## Exercise prompt:
Any images in the material are to be dropped while every line is retyped exactly.

## Study material:
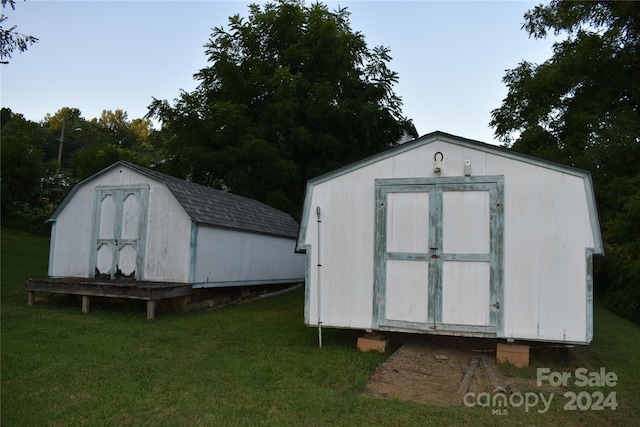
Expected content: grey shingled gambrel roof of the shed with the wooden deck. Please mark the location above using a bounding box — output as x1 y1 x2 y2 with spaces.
48 161 298 238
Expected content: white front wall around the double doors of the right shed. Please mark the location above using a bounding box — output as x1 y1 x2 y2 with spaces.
300 141 595 342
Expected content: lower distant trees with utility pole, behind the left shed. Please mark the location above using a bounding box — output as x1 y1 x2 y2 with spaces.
0 107 160 230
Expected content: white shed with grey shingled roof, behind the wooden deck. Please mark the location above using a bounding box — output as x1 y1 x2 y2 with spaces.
49 161 305 288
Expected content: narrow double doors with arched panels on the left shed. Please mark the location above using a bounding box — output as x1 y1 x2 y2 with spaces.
92 187 148 280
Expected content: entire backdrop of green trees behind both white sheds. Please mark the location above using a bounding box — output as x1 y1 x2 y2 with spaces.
1 0 640 320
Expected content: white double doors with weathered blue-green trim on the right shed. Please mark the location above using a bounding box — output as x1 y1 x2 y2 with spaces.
374 177 503 335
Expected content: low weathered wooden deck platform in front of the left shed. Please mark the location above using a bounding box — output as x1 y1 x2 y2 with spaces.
24 277 192 320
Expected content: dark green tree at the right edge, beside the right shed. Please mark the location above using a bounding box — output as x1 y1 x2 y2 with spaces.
491 0 640 319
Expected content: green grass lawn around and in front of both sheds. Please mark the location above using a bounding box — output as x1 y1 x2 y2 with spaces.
0 229 640 426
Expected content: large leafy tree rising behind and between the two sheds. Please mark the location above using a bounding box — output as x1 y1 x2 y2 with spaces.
148 0 408 215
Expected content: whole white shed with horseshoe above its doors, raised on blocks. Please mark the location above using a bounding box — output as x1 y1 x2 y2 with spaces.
298 132 603 344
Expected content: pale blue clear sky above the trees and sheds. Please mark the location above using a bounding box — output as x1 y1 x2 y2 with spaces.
0 0 553 144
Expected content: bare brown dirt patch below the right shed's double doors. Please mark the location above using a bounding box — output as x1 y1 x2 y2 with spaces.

## Problem solution:
Expected content: grey shingled gambrel roof of the shed with the wooden deck. Please mark the location above using a bounding box — output as x1 y1 x2 y2 with spaces.
48 161 298 238
Expected content: white front wall around the double doors of the right shed. Please mark the location above using a bounding box — output as x1 y1 x2 y2 with spaces.
300 141 595 342
Expected content: lower distant trees with utility pole, behind the left shed. Please mark the location above using a bounding box — output as x1 y1 x2 y2 with spaces.
0 107 160 230
Expected content: white shed with grey shingled roof, behind the wooden deck. Please mark the location above using a bounding box — output as x1 y1 x2 y2 with spaces.
49 161 305 288
Expected content: narrow double doors with arched panels on the left shed. Please mark the location above using a bounding box — output as x1 y1 x2 y2 with spaces.
92 187 148 280
Expected content: entire backdrop of green trees behind both white sheds. Please mark the location above using a bounding box — output as x1 y1 x2 y2 with spaces.
1 0 640 320
Expected content: white double doors with weathered blue-green trim on the right shed. Please mark the location above using a bounding box — output as x1 y1 x2 y2 with spaces.
374 177 503 335
Expected content: low weathered wooden deck platform in front of the left shed. Please mark the location above using a bounding box — output as x1 y1 x2 y2 with spaces.
24 277 192 320
Expected content: dark green tree at the right edge, beside the right shed. Please mark the location above using a bounding box — output as x1 y1 x2 y2 with spaces.
491 0 640 319
Expected content: green grass lawn around and in front of both sheds. Please mark the location above using a bounding box — output as x1 y1 x2 y2 with spaces.
0 229 640 426
Expected content: large leafy tree rising behind and between the two sheds. Please mark the location above using a bounding box — output as x1 y1 x2 y2 with spaces.
148 0 408 215
Expected content: whole white shed with horseshoe above its doors, raised on blocks. Please mark the location above using a bounding box — output as x1 y1 x2 y2 with spaces.
298 132 603 344
Expected content: pale blue clear sky above the trees and sheds. Please mark the location above using a bounding box — output as x1 y1 x2 y2 with spaces.
0 0 553 144
Expected content: bare brown dirt patch below the right shed's double doors. Please mark the location above using a bounding box — output as x1 y1 x2 y2 with spaces.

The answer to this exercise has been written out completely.